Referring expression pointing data
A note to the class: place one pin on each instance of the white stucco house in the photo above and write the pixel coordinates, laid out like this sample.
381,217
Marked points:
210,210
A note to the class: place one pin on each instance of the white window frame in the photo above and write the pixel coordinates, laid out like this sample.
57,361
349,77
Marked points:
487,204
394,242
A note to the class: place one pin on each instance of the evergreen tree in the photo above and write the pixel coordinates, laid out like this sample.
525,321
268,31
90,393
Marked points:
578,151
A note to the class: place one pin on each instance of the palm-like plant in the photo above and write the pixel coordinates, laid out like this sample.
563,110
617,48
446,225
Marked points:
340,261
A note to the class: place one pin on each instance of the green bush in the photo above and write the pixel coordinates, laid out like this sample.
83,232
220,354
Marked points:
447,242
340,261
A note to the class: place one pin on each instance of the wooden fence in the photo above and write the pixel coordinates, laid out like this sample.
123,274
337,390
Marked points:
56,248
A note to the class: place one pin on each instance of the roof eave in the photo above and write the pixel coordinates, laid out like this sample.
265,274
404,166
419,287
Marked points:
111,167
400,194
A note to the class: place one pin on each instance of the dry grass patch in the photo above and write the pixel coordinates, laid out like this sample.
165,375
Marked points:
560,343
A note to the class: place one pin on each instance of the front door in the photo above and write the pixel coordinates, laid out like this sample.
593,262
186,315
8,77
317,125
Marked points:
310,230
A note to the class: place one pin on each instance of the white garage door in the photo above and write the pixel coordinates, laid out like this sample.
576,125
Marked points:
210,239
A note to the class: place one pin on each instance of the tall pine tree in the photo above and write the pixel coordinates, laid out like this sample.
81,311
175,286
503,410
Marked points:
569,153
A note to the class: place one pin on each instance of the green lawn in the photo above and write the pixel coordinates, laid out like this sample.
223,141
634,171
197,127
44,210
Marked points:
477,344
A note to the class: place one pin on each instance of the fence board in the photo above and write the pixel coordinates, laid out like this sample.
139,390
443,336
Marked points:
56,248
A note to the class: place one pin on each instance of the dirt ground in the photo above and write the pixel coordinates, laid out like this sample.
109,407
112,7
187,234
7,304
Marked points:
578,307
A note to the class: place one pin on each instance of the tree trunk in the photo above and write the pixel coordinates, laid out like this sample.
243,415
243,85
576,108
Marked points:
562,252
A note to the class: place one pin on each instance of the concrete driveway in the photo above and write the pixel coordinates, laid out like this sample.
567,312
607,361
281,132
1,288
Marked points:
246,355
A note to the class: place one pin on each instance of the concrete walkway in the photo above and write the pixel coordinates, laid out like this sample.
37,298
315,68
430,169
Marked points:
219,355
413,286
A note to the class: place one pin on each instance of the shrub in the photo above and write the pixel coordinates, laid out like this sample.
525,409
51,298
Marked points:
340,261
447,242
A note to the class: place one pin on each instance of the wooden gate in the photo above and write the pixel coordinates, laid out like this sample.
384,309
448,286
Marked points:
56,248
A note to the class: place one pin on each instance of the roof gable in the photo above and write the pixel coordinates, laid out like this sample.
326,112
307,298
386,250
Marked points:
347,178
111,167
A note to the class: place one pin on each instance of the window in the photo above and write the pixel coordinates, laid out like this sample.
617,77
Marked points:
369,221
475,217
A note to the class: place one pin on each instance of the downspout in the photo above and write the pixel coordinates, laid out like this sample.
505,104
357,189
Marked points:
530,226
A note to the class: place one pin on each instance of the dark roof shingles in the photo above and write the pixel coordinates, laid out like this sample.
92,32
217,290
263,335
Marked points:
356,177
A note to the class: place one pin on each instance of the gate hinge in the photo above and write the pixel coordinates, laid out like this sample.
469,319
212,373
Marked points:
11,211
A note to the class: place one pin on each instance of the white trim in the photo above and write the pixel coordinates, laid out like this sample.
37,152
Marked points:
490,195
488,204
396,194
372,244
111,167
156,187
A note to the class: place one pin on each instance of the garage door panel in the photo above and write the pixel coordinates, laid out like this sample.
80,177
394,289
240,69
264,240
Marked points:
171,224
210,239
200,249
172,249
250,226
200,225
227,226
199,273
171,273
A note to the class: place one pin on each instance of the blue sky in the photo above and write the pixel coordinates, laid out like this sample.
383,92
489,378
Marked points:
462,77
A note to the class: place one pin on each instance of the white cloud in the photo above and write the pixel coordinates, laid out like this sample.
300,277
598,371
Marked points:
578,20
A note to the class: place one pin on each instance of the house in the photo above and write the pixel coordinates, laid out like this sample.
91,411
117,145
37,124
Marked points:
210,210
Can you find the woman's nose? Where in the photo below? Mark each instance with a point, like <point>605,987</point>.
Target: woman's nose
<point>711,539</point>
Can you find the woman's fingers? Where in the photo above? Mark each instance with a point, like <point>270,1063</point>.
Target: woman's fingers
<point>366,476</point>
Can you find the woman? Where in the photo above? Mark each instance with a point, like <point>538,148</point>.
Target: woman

*Task:* Locate the word "house" in the entries, and copy every line where it is found.

*Completed task:*
A note to the class: place one pin on each instance of the white stucco house in the photo above and write the pixel coordinates, laid out like this sample.
A note to the class: place one pin on each instance of the house in the photo above and write the pixel coordinates, laid out like this sample.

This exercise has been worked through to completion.